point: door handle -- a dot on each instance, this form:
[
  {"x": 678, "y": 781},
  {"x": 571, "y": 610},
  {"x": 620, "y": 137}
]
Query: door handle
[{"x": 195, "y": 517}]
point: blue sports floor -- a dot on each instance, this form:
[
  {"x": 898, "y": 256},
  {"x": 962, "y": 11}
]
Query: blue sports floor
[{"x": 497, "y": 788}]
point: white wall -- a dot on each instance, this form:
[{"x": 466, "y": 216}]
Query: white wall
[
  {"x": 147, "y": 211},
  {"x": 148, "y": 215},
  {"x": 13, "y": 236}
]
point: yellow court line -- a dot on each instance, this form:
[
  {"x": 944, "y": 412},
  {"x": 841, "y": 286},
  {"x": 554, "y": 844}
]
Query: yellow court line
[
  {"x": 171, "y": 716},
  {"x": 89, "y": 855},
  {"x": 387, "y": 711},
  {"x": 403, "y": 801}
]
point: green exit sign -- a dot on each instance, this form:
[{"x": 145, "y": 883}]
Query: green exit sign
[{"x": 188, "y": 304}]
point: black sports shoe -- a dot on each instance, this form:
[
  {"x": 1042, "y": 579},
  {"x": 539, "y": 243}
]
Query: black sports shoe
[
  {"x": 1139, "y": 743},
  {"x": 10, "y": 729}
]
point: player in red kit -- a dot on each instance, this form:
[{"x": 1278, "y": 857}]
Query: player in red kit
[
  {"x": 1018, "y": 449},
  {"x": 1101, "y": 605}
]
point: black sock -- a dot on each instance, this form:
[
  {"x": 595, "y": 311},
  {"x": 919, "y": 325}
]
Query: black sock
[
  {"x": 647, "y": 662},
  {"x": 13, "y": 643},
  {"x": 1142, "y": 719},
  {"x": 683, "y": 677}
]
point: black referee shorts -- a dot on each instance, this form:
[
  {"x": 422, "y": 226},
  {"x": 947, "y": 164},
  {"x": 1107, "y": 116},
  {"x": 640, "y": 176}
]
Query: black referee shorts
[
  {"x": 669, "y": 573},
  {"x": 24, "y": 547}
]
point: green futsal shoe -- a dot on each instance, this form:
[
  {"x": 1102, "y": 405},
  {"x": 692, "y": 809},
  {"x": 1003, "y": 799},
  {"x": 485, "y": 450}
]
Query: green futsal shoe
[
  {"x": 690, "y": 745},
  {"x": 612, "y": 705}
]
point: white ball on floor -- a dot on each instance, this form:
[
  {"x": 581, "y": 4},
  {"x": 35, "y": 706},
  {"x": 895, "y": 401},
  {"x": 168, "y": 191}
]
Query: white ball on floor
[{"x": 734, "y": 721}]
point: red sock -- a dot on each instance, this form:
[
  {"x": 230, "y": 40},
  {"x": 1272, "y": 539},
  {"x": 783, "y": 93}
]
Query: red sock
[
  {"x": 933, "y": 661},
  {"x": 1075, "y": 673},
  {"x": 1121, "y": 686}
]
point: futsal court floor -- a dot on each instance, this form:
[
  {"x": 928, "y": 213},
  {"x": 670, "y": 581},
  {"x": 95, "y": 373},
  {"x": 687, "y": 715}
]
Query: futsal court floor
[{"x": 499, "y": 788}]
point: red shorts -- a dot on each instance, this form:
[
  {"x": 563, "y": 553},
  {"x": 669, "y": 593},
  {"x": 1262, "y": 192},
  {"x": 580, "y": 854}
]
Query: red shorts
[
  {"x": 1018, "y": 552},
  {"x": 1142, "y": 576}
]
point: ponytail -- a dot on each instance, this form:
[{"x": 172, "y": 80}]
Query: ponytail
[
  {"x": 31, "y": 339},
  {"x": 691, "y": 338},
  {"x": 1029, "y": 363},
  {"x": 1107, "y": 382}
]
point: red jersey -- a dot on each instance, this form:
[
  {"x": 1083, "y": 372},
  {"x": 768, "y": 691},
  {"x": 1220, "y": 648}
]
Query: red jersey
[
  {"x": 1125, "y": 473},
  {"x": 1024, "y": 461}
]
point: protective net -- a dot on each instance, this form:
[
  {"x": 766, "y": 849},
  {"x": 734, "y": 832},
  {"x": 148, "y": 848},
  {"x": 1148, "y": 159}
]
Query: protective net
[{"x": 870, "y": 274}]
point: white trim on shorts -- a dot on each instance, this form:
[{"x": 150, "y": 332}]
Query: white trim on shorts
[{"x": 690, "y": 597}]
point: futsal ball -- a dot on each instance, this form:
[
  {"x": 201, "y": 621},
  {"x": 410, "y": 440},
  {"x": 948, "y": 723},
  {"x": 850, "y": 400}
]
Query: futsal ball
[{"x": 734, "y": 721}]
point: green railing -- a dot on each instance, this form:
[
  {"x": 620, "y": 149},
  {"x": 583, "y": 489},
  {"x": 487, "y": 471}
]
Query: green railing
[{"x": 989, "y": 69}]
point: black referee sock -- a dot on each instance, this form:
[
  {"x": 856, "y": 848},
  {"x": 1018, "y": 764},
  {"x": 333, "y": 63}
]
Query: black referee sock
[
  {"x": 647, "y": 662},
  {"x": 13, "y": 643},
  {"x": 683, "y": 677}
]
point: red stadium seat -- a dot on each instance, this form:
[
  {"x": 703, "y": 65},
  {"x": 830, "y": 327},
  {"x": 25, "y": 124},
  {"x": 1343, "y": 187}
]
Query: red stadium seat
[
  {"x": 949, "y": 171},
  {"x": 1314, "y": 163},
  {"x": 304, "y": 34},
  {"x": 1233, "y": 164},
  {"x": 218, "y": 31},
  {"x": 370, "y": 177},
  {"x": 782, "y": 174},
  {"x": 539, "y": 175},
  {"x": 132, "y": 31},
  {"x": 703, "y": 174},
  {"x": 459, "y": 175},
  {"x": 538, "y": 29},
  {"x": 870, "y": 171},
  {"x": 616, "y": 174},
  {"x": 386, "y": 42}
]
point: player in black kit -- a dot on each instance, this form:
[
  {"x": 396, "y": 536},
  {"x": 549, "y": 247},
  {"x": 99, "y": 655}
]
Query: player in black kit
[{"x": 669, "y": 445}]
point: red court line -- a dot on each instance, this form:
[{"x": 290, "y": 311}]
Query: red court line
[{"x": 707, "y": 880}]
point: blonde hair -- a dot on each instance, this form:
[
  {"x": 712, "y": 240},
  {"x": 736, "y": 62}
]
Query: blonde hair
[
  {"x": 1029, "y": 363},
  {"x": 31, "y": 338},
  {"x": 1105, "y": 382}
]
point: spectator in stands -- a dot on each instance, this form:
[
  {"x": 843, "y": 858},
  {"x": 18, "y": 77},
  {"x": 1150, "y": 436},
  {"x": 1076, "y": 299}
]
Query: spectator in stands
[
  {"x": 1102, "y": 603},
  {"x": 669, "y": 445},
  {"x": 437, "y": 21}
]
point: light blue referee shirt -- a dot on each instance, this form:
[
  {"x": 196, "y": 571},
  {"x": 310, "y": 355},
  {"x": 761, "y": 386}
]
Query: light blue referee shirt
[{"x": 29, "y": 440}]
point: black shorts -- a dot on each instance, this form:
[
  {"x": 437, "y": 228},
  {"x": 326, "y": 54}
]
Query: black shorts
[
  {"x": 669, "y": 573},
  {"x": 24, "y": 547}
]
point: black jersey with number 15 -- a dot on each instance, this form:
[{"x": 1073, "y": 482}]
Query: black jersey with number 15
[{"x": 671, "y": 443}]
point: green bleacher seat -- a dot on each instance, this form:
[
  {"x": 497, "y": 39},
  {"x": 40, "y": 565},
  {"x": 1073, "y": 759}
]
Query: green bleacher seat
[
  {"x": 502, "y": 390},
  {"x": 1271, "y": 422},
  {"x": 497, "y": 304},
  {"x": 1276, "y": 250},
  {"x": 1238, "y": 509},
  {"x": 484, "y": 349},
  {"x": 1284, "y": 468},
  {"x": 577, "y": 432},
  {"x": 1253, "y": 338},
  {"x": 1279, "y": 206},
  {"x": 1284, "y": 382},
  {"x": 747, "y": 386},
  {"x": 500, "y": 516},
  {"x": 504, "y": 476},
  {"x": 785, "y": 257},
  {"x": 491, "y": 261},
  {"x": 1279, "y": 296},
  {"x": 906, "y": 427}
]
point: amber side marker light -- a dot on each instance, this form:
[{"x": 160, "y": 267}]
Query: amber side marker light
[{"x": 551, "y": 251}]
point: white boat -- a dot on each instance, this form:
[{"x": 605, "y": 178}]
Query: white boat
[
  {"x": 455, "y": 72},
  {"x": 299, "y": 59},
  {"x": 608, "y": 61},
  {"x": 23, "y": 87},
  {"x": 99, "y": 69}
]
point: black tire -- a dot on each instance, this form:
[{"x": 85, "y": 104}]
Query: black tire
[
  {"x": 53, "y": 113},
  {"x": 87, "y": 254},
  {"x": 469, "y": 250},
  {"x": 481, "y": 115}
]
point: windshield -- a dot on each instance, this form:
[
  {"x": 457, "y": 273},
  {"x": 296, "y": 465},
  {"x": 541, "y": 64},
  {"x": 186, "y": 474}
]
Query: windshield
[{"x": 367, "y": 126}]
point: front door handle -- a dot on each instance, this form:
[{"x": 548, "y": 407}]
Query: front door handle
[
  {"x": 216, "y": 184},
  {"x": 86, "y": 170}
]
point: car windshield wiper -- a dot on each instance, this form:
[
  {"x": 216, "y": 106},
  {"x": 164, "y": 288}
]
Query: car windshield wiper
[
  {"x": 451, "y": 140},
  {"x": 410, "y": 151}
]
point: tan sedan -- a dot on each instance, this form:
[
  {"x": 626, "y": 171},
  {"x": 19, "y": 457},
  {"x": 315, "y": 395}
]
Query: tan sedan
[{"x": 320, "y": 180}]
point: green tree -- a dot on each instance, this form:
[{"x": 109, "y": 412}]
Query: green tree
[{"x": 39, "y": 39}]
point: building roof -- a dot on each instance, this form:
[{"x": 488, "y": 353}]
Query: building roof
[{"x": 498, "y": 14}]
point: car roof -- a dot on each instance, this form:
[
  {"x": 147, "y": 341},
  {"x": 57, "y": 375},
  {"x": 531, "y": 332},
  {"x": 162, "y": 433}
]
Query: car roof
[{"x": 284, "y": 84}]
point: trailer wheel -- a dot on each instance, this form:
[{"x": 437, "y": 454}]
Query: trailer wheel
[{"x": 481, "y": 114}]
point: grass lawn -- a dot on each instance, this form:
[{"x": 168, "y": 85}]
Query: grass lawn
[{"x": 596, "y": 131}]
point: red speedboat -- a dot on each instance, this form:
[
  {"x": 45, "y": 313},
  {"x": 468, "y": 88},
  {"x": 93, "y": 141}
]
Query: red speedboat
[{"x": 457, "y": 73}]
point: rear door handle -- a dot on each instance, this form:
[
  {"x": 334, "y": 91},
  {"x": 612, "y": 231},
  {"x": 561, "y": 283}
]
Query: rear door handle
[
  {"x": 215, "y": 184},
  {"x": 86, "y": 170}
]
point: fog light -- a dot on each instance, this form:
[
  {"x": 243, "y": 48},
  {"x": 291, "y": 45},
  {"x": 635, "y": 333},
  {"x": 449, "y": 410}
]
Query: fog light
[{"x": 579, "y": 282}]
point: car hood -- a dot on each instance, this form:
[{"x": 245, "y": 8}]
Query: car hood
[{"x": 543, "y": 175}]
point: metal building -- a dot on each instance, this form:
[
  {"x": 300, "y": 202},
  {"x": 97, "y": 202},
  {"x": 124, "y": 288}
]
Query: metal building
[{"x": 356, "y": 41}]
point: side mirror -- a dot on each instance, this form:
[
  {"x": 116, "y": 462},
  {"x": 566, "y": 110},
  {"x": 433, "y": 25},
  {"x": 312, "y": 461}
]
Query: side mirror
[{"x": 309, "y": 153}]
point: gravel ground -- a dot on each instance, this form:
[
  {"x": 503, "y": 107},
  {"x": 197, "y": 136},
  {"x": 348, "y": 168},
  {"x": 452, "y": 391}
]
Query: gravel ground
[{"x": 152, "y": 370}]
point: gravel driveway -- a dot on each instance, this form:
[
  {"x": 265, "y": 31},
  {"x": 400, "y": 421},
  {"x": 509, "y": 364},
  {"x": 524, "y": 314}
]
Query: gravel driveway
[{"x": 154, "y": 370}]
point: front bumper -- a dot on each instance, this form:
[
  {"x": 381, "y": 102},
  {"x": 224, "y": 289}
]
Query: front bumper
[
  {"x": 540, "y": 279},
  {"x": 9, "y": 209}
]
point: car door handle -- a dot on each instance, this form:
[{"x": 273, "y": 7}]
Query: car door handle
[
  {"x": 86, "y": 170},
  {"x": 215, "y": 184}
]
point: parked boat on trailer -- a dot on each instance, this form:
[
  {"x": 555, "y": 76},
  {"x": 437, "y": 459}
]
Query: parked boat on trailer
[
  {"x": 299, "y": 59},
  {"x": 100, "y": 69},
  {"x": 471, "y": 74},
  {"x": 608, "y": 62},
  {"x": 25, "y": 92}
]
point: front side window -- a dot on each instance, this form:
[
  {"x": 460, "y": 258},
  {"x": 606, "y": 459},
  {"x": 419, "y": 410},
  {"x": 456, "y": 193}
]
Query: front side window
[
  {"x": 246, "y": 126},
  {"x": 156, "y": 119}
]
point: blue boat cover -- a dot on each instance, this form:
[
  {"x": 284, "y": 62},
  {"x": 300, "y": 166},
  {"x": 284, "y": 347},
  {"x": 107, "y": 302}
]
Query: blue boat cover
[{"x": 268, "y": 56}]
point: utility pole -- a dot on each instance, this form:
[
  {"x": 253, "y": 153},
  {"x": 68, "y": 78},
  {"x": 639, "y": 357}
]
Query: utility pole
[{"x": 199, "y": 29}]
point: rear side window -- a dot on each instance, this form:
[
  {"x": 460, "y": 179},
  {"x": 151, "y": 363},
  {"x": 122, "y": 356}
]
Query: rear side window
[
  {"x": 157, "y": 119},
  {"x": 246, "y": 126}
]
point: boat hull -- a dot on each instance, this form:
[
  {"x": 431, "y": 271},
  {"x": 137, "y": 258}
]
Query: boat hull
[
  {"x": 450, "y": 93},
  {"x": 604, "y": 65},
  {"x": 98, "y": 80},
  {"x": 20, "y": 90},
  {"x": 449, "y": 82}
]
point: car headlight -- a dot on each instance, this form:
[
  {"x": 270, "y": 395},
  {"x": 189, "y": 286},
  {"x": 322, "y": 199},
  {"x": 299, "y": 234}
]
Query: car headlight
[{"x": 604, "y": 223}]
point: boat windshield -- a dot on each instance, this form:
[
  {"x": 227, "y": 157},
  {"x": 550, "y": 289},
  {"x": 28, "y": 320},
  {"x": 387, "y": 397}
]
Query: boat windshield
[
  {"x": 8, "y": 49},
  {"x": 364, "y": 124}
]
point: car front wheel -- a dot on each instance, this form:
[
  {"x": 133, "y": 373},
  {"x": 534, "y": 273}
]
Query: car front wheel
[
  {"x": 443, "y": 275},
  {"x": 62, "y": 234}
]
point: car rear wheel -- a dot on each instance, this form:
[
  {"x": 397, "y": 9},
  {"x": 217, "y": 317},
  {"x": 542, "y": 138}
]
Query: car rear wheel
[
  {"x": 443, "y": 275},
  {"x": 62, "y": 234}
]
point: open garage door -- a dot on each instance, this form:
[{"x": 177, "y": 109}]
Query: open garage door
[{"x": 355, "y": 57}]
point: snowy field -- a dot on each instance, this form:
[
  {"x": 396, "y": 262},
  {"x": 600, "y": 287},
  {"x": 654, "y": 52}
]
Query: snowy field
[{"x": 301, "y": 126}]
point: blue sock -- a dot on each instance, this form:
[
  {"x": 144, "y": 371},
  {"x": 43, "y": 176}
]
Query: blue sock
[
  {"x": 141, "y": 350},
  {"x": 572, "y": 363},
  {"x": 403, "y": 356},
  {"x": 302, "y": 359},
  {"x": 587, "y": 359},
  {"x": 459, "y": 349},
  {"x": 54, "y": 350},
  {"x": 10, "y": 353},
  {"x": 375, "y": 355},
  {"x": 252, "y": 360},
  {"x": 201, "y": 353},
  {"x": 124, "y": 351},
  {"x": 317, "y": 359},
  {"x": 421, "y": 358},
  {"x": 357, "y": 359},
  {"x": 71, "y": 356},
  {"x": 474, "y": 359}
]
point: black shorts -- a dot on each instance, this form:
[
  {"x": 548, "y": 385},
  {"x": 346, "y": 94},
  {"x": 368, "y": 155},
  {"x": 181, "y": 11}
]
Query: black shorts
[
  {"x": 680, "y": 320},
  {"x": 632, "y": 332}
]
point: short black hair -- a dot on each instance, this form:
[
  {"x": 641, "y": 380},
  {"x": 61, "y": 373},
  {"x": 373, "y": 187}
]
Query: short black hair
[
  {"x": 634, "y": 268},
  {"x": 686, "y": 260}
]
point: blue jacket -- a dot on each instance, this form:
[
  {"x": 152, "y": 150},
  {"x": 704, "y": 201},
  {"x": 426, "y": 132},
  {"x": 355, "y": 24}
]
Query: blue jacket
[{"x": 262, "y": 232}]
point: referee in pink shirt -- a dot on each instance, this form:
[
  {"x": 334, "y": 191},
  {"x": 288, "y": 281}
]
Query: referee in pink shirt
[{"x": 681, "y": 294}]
════════════════
**Given task:** Starting with the line that contains "point: short black", return each line through the last one of the data above, exactly as written and nothing more.

**Response to the exercise:**
point: short black hair -- a dot on each instance, this form:
[
  {"x": 641, "y": 380},
  {"x": 61, "y": 373},
  {"x": 373, "y": 187}
]
Query: short black hair
[
  {"x": 634, "y": 268},
  {"x": 686, "y": 260}
]
point: blue jacket -- a dot on each instance, this form:
[
  {"x": 152, "y": 150},
  {"x": 704, "y": 201},
  {"x": 426, "y": 132},
  {"x": 355, "y": 24}
]
Query: blue jacket
[{"x": 262, "y": 232}]
point: referee in pink shirt -- a dot on each instance, this form:
[
  {"x": 334, "y": 191},
  {"x": 288, "y": 281}
]
Query: referee in pink shirt
[{"x": 681, "y": 294}]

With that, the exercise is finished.